TASK SET
a. According to the text on topological sort, what does a node with in-degree zero lack?
b. Please carry on the text on topological sort from the point where it stops.

Topological Sort
Order the nodes of a DAG so every edge points forward — the algorithm that drives build systems, package managers, course schedulers, and anything else that lives and dies by dependency ordering.
The mental model: dependency chains as arrows
The framing that makes everything click: draw an arrow from every prerequisite to whatever depends on it. Course A → Course B means "you can't take B without A." Library X → Library Y means "Y must be installed before X can build." Task Open_DB → Task Query_DB means "query can't start before the connection is open."
Once you've drawn those arrows, you have a directed graph. If you can topologically sort it, you have your execution order. If you can't — because the graph has a cycle — you've also found your bug, because someone wrote a circular dependency.
The key constraint is that the graph must be a DAG — directed and acyclic. "Directed" just means the edges have direction (A depends on B is not the same as B depends on A). "Acyclic" means no path leads back to where it started. The moment you get a cycle, the whole ordering breaks down.
flowchart LR
A["course: Math"] --> C["course: Linear Algebra"]
B["course: Stats"] --> C
C --> D["course: ML"]
C --> E["course: Data Science"]
B --> E
style A fill:#7c5cff,color:#fff
style B fill:#7c5cff,color:#fff
style C fill:#22d3ee,color:#0a0a0f
style D fill:#00ff9d,color:#0a0a0f
style E fill:#00ff9d,color:#0a0a0f
Two valid orderings here: [Math, Stats, Linear Algebra, ML, Data Science] and [Stats, Math, Linear Algebra, Data Science, ML], among others. Math and Stats have no dependency on each other, so their relative order is unconstrained.
Kahn's algorithm: peeling the onion
Kahn's is intuitive if you think about it from first principles. A node with in-degree zero has no prerequisites — it can go first, immediately. Remove it from the graph. Now some other nodes might have lost their last prerequisite, pushing their in-degree to zero. Peel those next. Repeat until nothing is left. The order in which you peeled the nodes is a valid topological ordering.

(Items in a dataset)
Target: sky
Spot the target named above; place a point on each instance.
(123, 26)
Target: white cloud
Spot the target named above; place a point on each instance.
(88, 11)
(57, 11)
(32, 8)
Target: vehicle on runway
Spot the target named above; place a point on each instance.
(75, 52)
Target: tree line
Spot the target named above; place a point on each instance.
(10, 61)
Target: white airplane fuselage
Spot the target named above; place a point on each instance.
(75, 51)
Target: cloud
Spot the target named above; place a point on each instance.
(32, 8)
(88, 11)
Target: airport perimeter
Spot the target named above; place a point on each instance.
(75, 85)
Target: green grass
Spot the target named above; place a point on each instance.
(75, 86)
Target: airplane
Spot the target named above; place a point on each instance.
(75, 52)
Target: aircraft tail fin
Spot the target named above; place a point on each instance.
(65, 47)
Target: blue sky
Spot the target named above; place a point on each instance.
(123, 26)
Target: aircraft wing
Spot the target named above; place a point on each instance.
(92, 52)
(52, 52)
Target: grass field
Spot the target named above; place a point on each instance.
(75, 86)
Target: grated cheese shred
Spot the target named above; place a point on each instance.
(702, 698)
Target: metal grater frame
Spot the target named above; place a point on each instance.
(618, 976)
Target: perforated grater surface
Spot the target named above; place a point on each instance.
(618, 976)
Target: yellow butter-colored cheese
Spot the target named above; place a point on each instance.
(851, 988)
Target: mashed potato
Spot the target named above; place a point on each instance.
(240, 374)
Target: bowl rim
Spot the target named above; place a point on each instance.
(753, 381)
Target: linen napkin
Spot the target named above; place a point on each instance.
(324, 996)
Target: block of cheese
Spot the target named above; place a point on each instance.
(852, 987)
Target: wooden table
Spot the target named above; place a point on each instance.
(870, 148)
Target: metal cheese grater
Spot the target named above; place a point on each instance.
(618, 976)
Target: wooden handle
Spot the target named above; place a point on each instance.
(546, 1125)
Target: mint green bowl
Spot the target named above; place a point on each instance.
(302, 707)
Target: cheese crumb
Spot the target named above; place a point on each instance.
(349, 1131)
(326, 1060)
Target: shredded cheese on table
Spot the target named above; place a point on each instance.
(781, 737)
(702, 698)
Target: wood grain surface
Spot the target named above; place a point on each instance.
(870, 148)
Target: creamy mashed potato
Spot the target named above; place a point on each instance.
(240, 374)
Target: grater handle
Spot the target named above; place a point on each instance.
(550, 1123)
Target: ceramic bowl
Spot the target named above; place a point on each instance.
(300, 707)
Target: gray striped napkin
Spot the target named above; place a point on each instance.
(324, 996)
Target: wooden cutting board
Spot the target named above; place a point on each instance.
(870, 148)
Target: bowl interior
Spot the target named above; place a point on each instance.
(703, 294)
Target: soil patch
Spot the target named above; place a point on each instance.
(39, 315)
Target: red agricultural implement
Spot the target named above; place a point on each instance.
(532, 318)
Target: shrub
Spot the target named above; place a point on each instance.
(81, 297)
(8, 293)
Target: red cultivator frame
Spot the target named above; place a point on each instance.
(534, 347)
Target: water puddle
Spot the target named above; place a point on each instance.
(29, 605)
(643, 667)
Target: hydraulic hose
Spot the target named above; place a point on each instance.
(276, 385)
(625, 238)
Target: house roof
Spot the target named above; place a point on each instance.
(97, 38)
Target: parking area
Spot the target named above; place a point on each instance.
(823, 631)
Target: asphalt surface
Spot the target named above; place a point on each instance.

ANSWERS TO EACH TASK
a. It has no prerequisites, so it can go first immediately.

b.
Here's the thing that makes this beautiful: if at any point you're stuck — there are still nodes in the graph but none have in-degree zero — those nodes are all part of a cycle. That's your free cycle detector.
from collections import deque, defaultdict
def topological_sort_kahn(n, edges):
"""
n: number of nodes (0 to n-1)
edges: list of (u, v) meaning u must come before v
Returns: topological ordering, or [] if cycle detected
"""
adj = defaultdict(list)
in_degree = [0] * n
for u, v in edges:
adj[u].append(v)
in_degree[v] += 1
# seed the queue with all zero-in-degree nodes
queue = deque(i for i in range(n) if in_degree[i] == 0)
order = []
while queue:
node = queue.popleft()
order.append(node)
for neighbor in adj[node]:
in_degree[neighbor] -= 1
if in_degree[neighbor] == 0:
queue.append(neighbor)
# if we didn't process every node, a cycle exists
return order if len(order) == n else []
Walk through it step by step on the course graph above:
- In-degrees: Math=0, Stats=0, Linear Algebra=2, ML=1, Data Science=2.
- Queue starts with [Math, Stats].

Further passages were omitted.